- Material for this exercise:
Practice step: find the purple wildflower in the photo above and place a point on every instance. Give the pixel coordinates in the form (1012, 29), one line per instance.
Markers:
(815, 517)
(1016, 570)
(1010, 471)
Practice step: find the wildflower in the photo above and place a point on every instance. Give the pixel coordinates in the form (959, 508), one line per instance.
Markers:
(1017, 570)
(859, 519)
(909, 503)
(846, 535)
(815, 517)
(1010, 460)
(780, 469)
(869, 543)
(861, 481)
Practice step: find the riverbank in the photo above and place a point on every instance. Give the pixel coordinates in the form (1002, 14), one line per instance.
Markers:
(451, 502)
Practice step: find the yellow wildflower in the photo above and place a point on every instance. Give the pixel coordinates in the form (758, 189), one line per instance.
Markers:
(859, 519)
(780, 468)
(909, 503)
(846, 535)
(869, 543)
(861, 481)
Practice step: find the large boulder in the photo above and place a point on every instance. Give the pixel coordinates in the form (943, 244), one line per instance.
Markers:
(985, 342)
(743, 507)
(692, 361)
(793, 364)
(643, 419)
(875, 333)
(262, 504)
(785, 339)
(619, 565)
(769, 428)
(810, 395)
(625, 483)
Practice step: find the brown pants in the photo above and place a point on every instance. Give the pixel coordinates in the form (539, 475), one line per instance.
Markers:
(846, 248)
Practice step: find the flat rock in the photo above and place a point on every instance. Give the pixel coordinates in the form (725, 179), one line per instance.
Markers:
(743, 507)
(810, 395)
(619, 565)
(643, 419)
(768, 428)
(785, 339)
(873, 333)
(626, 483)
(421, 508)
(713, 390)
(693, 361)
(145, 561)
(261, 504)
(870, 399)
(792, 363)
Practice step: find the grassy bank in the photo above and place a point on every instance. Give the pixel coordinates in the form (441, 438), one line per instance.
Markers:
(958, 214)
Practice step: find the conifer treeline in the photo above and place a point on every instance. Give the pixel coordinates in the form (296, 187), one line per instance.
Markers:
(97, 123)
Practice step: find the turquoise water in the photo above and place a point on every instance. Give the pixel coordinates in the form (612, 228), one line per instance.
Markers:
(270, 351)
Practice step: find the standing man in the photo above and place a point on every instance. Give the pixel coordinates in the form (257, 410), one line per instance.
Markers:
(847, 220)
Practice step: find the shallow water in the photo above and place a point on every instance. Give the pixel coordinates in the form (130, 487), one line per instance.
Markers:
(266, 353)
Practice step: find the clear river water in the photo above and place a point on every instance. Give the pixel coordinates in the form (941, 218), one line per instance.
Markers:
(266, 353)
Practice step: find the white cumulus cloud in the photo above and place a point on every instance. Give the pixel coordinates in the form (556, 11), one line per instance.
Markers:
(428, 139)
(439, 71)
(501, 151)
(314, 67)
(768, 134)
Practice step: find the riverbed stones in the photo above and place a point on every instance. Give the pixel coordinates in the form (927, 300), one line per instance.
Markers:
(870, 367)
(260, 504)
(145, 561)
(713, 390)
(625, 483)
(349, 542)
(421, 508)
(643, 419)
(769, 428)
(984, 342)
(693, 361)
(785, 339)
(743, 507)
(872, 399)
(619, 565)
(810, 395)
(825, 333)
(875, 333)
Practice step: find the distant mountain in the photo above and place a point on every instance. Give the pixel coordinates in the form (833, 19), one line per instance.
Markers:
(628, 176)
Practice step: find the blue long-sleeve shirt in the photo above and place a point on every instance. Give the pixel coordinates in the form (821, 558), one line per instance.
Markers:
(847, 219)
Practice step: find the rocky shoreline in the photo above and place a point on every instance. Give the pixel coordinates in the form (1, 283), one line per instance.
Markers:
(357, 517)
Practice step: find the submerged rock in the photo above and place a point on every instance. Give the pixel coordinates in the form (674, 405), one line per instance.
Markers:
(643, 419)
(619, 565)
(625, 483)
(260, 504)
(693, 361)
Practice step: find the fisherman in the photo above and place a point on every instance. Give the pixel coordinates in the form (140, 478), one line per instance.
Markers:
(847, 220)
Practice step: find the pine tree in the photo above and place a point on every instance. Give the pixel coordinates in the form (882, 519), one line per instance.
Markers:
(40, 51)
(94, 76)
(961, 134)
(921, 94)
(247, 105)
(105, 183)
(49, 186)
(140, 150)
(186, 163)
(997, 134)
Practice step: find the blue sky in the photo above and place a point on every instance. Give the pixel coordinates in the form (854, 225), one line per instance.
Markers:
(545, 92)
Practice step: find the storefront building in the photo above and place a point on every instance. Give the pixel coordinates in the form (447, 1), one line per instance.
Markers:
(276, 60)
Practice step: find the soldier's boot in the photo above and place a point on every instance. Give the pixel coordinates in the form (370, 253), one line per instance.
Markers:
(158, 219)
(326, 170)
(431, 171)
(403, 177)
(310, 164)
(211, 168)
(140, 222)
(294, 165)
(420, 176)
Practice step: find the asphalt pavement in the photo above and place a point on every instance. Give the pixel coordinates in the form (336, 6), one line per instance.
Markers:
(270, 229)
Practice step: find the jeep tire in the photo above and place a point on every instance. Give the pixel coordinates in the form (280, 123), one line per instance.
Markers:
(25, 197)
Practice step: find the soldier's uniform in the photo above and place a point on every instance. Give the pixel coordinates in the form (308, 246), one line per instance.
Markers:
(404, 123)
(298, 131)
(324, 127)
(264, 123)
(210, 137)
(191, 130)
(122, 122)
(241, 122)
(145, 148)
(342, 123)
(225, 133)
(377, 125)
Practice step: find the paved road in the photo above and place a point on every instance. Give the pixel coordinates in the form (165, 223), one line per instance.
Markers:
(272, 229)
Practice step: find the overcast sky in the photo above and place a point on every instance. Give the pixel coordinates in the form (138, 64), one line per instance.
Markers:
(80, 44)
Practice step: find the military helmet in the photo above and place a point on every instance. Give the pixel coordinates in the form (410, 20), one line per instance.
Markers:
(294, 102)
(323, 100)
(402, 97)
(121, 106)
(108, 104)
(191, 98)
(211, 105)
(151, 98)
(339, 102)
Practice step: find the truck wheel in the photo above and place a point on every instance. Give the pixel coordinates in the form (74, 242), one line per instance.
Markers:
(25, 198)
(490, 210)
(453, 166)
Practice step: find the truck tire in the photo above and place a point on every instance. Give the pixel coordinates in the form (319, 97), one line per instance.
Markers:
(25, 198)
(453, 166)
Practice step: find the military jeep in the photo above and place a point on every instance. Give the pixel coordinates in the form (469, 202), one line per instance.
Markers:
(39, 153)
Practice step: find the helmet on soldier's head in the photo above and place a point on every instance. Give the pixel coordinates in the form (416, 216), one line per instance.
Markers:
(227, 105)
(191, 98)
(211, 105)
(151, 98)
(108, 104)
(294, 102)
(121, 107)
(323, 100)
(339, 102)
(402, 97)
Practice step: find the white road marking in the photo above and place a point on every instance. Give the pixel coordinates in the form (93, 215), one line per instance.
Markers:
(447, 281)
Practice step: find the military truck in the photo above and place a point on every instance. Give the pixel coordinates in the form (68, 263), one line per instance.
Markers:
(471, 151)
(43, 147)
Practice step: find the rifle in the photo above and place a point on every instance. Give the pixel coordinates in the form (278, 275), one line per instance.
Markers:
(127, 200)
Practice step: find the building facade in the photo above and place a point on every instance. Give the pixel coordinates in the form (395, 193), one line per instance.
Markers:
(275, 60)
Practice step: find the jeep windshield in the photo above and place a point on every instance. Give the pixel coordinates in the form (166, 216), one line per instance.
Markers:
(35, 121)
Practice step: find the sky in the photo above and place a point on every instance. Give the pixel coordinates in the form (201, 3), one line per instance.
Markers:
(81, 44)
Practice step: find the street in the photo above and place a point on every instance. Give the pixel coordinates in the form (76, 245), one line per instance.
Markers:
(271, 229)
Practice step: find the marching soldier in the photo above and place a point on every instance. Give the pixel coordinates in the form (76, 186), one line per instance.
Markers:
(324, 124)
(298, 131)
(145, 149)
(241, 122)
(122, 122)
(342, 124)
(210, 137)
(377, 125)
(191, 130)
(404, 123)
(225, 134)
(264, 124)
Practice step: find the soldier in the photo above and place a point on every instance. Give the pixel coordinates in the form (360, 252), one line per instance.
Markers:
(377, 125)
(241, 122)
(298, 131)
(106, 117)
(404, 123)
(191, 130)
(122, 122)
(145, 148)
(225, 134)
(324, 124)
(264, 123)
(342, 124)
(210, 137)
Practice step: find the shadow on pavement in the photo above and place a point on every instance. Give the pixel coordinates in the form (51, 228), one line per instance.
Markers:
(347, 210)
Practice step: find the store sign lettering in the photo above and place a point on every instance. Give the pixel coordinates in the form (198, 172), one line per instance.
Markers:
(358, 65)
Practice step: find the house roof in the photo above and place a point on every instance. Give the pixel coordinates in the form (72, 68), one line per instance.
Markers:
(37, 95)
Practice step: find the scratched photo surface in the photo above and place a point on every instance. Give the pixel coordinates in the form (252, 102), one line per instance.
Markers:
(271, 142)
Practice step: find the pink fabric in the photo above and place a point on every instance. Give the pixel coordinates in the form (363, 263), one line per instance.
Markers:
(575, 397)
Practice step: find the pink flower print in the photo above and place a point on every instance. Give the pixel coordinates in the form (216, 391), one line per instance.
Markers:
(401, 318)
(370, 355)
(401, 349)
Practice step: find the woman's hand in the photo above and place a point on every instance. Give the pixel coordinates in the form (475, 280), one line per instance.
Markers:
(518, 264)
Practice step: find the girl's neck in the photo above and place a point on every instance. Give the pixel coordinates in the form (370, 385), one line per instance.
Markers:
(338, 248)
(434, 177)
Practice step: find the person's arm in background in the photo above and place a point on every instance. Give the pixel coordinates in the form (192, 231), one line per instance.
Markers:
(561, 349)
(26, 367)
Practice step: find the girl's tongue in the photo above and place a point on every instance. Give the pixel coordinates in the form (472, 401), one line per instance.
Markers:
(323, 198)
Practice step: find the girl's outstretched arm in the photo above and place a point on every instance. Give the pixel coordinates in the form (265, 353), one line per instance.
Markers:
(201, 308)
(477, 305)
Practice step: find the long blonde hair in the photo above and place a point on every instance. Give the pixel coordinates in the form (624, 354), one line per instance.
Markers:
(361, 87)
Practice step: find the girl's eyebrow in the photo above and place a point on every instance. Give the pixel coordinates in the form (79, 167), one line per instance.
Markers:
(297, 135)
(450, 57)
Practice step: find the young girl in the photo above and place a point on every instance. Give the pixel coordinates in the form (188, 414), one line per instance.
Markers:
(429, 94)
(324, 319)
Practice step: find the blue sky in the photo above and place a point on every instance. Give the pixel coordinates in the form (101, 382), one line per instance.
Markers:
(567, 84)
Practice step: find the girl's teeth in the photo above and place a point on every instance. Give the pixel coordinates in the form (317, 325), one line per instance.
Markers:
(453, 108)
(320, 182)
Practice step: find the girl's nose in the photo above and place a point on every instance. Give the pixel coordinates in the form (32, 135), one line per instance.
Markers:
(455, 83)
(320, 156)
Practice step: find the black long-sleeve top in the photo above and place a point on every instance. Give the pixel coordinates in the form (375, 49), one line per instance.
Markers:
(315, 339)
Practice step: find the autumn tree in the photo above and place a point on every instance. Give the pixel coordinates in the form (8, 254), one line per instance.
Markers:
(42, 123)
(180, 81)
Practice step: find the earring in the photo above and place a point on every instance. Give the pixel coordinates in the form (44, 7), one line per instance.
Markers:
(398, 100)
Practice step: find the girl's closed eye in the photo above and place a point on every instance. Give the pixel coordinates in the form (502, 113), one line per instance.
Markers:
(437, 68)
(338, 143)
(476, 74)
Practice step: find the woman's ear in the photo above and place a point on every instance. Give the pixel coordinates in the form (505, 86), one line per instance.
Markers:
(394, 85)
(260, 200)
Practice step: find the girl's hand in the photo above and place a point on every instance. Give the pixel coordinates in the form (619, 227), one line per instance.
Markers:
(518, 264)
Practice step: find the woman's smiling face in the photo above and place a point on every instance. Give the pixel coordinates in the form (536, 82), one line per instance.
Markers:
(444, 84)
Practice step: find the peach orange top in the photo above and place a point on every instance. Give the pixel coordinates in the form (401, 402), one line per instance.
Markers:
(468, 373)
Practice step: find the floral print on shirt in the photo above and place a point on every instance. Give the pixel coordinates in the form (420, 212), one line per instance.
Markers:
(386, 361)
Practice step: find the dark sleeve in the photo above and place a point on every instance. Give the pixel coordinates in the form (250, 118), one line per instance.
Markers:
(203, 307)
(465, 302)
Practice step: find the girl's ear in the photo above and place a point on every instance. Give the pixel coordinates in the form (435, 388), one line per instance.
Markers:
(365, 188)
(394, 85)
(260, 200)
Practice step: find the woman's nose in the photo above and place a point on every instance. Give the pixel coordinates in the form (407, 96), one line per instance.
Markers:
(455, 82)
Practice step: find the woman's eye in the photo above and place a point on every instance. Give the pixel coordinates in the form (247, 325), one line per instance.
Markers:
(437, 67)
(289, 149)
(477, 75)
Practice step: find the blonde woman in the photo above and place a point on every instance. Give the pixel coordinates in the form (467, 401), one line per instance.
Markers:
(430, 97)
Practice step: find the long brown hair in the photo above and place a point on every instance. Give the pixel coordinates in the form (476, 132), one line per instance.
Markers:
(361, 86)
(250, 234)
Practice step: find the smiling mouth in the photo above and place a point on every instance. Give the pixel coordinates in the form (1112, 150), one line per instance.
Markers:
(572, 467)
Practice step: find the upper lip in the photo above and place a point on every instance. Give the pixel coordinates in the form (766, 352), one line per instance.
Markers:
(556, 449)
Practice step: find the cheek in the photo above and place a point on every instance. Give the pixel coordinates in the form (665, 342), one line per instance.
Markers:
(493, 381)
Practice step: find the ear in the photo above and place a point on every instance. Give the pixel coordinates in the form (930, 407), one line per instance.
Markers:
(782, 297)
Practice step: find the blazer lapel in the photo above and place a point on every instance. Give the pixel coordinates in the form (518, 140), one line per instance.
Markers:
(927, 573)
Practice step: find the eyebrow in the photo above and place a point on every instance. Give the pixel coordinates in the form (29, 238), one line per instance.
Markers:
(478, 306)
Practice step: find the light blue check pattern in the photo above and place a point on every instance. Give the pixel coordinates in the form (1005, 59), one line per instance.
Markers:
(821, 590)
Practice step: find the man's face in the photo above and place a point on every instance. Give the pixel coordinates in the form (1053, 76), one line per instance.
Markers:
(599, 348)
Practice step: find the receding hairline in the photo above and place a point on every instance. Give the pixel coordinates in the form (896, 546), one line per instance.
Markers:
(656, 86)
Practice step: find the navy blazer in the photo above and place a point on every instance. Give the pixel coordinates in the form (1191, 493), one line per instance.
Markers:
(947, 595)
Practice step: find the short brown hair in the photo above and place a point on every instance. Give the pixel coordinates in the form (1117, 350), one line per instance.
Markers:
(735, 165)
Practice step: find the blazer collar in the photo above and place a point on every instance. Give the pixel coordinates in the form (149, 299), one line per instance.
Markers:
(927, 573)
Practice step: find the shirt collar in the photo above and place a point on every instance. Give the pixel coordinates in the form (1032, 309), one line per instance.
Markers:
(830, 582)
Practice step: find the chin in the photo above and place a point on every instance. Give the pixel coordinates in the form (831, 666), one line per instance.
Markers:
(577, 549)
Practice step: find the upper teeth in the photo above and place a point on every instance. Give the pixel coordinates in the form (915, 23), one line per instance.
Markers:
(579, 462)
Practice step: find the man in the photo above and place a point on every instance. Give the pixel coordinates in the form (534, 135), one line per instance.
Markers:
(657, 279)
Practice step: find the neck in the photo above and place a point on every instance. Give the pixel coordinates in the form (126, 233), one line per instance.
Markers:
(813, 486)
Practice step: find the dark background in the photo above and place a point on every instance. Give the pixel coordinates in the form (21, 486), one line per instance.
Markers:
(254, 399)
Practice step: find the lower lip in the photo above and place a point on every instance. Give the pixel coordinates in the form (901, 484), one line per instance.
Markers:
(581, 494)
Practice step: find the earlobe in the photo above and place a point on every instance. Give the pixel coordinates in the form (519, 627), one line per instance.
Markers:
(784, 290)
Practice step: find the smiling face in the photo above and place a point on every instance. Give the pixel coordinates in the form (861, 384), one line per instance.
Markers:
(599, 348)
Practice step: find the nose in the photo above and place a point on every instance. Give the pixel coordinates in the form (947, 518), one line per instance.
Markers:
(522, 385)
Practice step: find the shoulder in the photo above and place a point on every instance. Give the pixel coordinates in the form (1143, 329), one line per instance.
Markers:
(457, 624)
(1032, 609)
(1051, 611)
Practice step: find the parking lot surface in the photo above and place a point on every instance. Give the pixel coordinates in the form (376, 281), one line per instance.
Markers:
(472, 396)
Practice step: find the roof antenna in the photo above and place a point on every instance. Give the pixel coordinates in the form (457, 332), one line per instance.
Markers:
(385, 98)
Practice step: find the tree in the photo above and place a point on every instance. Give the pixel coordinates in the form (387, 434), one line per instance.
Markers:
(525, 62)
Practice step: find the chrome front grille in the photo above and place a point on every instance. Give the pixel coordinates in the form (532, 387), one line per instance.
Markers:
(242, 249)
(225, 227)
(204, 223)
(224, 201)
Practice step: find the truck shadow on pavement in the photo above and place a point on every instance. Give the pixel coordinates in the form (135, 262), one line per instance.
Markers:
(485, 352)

- Task details:
Copy out the records above exactly, from the first line through the line that contains "(1010, 471)", including that line.

- Final result:
Practice step: find the purple wildflower in the photo above and place a point on every instance. Give the pixel coordinates in the form (1012, 29), one line per instance.
Markers:
(815, 517)
(1016, 570)
(1010, 471)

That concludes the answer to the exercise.